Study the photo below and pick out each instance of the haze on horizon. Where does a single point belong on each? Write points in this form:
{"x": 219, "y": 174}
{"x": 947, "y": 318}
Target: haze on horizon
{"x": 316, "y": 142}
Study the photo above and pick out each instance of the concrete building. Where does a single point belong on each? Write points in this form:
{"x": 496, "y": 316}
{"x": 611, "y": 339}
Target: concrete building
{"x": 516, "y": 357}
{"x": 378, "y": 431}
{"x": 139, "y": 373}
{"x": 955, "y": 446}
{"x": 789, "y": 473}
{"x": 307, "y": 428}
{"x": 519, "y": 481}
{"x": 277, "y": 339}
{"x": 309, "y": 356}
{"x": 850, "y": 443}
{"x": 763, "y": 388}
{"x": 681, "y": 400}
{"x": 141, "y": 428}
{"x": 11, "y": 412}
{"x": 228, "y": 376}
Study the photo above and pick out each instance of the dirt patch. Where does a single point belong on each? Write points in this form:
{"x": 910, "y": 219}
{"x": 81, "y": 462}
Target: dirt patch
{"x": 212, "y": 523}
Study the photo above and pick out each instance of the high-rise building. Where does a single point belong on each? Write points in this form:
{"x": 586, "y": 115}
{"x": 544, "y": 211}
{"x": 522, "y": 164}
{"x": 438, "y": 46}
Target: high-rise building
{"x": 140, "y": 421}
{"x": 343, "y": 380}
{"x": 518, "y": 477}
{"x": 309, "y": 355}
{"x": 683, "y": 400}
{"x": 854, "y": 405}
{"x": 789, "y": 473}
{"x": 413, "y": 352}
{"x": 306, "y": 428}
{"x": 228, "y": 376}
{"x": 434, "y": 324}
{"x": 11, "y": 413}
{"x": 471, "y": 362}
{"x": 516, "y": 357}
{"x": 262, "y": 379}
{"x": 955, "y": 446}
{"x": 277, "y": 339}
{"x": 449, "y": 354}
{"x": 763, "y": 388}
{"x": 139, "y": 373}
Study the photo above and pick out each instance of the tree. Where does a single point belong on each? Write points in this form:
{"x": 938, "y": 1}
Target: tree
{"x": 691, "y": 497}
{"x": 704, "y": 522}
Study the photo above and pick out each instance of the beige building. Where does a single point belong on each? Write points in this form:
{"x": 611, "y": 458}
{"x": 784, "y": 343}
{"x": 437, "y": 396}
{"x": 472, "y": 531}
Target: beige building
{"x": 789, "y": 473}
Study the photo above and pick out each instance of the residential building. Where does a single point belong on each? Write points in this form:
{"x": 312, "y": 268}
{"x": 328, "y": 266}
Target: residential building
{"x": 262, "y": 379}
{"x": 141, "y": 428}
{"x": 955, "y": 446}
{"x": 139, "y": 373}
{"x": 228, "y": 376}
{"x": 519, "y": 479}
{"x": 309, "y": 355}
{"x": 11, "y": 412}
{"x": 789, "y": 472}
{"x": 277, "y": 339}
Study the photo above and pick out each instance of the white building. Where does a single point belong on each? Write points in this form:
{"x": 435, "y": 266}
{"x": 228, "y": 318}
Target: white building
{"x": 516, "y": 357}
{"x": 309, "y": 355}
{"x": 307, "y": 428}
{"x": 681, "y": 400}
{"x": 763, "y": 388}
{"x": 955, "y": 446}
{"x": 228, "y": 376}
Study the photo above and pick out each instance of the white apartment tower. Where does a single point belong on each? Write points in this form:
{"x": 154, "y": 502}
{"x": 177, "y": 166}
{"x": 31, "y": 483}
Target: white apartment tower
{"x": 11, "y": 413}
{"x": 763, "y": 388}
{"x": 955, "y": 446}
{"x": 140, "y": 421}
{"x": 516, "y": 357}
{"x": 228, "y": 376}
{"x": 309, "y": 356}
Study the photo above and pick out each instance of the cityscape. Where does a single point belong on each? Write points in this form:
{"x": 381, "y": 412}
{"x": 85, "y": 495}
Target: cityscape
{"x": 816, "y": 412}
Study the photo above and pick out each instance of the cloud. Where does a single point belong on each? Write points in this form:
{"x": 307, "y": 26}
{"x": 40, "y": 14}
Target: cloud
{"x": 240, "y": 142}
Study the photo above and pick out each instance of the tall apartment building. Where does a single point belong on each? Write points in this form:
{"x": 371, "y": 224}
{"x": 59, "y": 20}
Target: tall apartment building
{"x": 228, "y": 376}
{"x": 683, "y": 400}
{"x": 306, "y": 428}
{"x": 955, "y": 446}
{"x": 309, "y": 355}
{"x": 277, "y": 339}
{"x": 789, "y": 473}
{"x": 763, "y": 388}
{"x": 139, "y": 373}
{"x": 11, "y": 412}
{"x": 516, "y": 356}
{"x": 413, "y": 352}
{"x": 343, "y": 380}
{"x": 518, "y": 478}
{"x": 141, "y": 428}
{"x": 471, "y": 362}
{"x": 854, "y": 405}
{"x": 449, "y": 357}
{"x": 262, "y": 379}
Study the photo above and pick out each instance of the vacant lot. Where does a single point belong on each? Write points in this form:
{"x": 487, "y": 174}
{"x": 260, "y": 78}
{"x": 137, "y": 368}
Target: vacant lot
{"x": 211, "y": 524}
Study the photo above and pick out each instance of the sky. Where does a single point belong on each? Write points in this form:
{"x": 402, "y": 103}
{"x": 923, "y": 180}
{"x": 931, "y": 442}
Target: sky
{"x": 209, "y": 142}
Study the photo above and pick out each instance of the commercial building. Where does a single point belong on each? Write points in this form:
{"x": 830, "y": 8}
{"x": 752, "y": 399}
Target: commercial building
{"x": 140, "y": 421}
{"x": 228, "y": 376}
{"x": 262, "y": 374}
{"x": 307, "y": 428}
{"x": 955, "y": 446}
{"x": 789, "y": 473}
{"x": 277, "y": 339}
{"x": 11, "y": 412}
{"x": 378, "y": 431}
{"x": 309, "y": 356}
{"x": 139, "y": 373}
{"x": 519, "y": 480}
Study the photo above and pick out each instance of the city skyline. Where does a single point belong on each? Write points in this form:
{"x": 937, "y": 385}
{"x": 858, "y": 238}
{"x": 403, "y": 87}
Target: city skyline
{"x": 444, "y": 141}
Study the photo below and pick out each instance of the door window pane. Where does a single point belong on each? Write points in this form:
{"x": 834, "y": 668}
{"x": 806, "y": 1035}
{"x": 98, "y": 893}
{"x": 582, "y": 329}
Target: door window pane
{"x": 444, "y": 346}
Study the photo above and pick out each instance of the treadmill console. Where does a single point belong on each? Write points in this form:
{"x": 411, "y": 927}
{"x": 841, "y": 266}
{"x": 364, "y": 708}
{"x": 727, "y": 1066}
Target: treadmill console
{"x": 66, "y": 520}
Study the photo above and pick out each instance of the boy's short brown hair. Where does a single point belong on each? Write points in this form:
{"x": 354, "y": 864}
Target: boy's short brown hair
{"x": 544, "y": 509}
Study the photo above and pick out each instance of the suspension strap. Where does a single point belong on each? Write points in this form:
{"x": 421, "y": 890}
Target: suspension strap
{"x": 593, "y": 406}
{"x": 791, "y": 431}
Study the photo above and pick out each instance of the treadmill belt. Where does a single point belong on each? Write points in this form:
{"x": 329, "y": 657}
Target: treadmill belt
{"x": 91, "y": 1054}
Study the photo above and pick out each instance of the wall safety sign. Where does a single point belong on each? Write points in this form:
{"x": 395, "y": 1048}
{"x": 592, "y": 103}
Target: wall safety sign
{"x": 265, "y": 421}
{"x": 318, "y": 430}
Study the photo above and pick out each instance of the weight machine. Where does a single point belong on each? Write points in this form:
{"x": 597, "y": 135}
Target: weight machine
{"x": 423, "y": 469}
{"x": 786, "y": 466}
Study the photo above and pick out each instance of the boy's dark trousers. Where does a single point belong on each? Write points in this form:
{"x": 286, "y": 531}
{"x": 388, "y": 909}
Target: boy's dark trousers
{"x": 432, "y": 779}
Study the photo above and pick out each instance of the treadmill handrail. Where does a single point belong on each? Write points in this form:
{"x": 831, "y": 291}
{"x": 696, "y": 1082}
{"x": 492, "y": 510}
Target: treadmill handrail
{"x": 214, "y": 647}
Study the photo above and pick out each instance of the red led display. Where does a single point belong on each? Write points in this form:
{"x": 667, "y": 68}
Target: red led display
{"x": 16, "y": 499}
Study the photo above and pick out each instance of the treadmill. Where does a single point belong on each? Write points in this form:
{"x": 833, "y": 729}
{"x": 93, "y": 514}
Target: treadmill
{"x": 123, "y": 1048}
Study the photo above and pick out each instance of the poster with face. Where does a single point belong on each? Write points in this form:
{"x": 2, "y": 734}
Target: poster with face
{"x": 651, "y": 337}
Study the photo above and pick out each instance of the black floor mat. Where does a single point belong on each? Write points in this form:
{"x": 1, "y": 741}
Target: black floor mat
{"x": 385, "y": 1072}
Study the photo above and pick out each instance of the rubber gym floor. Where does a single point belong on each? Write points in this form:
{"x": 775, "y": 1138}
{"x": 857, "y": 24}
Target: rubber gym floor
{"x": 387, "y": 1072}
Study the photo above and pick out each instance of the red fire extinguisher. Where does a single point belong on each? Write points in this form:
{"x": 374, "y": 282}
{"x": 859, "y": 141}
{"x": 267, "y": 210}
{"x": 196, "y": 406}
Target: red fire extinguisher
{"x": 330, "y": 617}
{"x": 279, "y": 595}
————
▶ **Task**
Look above for the line that holds "of the rubber", then copy it and each line after it exactly, through the last line of the data.

▶ **Task answer**
Study the photo above and pick out each instance of the rubber gym floor. Where does a single point belong on each? Write points in this form:
{"x": 775, "y": 1138}
{"x": 857, "y": 24}
Target: rubber gym floor
{"x": 387, "y": 1072}
Study the photo above and pick out each instance of the red fire extinguisher. Where does a single point belong on each? Write points in this form:
{"x": 374, "y": 282}
{"x": 859, "y": 141}
{"x": 267, "y": 210}
{"x": 196, "y": 406}
Target: red fire extinguisher
{"x": 330, "y": 617}
{"x": 279, "y": 595}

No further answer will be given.